#### [Material to process]

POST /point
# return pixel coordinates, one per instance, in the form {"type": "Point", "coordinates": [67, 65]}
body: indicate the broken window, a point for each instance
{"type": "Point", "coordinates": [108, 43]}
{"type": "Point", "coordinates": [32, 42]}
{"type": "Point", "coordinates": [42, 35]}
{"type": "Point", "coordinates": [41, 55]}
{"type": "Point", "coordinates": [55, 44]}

#### [What is required]
Using the material above, output each line exactly as it appears.

#### [Exercise response]
POST /point
# return pixel coordinates, one per instance, in the form {"type": "Point", "coordinates": [67, 65]}
body: indicate the broken window, a point for each instance
{"type": "Point", "coordinates": [108, 43]}
{"type": "Point", "coordinates": [32, 42]}
{"type": "Point", "coordinates": [42, 35]}
{"type": "Point", "coordinates": [41, 55]}
{"type": "Point", "coordinates": [55, 44]}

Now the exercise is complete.